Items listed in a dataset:

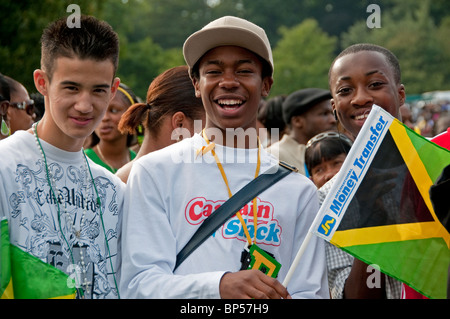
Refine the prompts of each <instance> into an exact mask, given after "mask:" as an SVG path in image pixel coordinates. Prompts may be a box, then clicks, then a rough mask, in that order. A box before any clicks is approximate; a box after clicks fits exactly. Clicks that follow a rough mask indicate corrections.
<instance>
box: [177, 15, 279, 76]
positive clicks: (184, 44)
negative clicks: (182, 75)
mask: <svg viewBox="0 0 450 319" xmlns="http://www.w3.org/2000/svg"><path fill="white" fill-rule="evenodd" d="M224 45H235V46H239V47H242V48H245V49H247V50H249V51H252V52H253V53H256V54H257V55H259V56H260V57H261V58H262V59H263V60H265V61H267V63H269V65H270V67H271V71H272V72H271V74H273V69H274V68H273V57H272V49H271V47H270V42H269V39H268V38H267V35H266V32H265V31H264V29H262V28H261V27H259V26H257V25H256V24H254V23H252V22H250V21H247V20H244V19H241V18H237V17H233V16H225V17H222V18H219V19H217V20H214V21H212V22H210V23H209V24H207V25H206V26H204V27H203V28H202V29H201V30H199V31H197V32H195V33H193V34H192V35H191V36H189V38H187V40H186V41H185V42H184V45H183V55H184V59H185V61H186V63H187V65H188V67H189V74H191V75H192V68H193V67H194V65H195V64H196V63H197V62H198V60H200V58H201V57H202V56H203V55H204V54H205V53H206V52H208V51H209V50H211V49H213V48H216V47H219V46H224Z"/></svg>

--

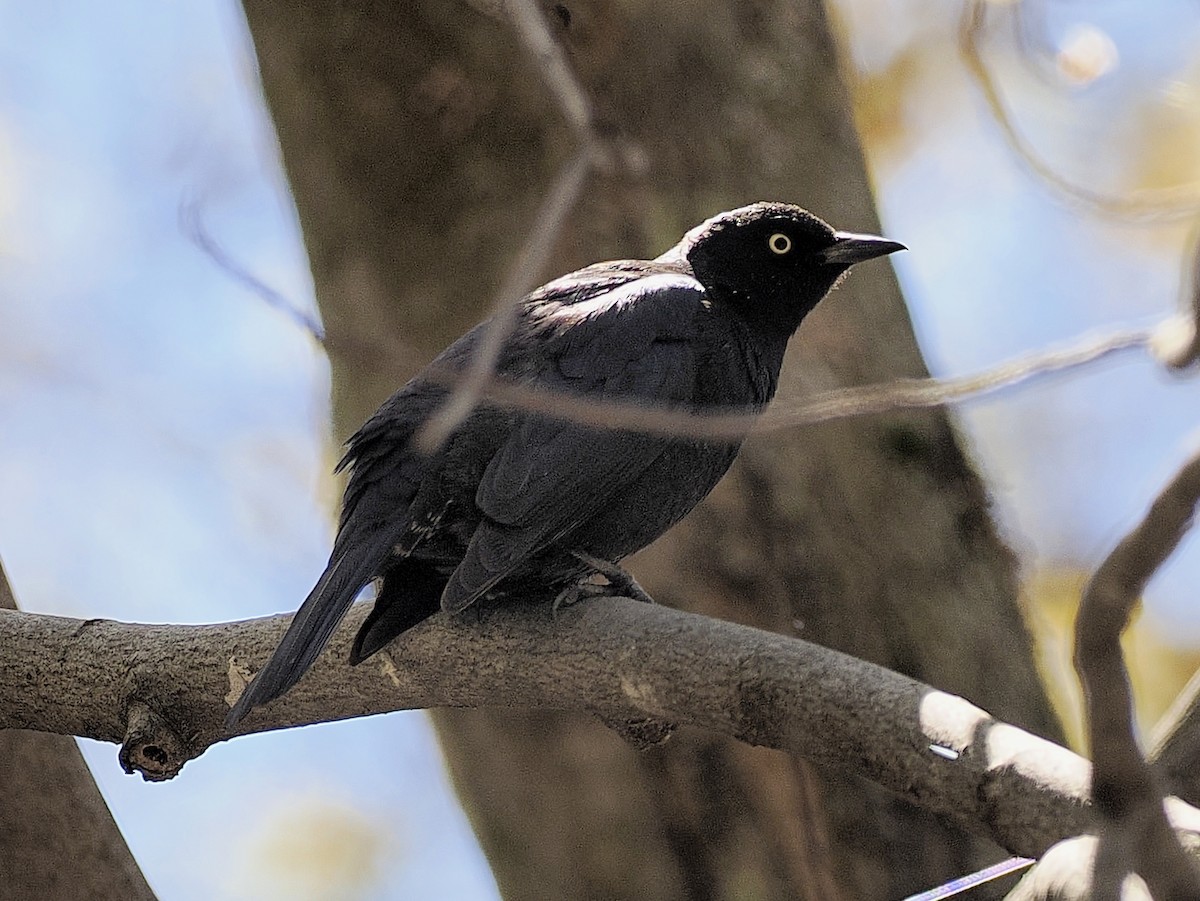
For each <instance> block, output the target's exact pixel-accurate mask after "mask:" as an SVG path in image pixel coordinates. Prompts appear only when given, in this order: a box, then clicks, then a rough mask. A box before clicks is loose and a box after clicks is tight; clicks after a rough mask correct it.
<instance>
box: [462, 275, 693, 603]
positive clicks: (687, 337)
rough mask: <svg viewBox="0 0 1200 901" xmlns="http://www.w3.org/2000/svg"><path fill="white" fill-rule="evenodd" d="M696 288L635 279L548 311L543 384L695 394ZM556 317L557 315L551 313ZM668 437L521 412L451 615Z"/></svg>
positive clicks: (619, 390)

* [WORK REQUIRED]
Output the lines of the records above exactly as they appear, from the line containing "positive clicks: (687, 337)" through the line containing "positive clicks: (619, 390)".

* [ANSWER TO THIS TASK]
positive clicks: (687, 337)
rough mask: <svg viewBox="0 0 1200 901" xmlns="http://www.w3.org/2000/svg"><path fill="white" fill-rule="evenodd" d="M696 288L635 279L548 311L543 384L695 394ZM556 317L557 315L551 313ZM668 437L521 412L451 615Z"/></svg>
positive clicks: (619, 390)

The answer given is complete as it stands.